Task to complete:
Using the data below, copy out all lines with the word "dress".

(Entries taken from a collection)

------------------------------------------------------------

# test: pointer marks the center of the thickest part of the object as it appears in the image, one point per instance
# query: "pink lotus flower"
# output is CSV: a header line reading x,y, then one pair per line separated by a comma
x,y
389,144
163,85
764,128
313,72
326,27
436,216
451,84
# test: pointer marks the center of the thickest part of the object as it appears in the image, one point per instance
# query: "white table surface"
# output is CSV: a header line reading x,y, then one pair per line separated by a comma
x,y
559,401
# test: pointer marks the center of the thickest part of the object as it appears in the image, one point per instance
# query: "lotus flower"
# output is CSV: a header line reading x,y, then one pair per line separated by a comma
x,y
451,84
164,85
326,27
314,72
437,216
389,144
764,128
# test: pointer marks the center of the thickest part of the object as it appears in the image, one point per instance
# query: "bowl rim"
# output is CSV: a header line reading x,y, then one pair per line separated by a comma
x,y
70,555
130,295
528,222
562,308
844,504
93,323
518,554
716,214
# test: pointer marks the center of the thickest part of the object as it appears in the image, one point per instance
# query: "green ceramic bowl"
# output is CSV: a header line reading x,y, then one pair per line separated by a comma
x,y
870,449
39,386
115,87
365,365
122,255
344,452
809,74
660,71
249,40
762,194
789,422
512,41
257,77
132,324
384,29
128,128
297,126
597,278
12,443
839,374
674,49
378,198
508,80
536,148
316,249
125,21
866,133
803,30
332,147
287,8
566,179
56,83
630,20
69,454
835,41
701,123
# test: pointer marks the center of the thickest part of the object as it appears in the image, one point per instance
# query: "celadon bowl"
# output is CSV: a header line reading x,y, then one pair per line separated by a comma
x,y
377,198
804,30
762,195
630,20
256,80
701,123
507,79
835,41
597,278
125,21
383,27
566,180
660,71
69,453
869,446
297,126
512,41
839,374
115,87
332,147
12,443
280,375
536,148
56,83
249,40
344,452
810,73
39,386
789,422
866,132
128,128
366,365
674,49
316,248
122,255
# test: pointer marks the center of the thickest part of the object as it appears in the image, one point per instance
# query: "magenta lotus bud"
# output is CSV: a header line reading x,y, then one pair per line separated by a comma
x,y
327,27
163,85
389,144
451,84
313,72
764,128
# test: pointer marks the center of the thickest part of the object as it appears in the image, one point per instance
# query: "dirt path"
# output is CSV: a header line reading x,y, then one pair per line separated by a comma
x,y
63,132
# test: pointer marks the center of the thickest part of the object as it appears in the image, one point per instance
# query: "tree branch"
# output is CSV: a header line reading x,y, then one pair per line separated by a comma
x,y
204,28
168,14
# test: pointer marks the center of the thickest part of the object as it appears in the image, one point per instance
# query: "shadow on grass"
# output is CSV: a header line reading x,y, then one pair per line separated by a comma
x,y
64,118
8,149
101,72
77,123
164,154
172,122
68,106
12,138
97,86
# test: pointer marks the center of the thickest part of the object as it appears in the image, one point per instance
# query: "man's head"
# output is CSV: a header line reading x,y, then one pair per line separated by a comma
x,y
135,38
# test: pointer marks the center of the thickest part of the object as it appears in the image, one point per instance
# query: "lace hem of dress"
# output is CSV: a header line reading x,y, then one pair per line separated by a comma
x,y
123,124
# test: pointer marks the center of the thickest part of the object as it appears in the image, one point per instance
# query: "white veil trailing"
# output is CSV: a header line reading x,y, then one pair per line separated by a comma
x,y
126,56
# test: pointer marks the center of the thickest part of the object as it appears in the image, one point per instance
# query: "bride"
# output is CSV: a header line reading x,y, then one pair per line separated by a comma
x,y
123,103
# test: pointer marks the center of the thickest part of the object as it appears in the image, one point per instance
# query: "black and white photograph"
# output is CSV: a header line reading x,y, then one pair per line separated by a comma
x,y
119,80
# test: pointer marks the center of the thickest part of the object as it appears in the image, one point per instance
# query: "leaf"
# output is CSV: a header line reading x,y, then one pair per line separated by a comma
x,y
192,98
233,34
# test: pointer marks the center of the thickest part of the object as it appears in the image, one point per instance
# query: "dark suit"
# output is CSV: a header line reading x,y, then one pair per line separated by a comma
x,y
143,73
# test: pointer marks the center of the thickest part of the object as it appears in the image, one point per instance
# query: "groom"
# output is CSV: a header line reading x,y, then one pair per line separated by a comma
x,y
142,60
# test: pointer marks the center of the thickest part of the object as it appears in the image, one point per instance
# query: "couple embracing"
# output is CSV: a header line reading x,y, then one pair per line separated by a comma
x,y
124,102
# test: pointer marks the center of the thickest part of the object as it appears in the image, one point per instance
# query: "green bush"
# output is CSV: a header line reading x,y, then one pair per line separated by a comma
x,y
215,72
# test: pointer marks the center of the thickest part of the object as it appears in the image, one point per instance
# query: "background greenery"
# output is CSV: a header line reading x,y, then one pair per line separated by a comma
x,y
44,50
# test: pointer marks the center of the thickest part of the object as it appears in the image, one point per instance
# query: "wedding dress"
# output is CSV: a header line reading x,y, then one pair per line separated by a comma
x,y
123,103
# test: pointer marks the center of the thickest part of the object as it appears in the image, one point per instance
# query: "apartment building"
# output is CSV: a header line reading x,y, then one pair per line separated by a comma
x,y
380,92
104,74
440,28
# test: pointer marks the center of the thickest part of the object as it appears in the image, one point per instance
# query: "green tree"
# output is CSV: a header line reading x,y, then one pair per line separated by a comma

------------------------------------------------------------

Written solution:
# query: "lace hem of dress"
# query: "wedding dress"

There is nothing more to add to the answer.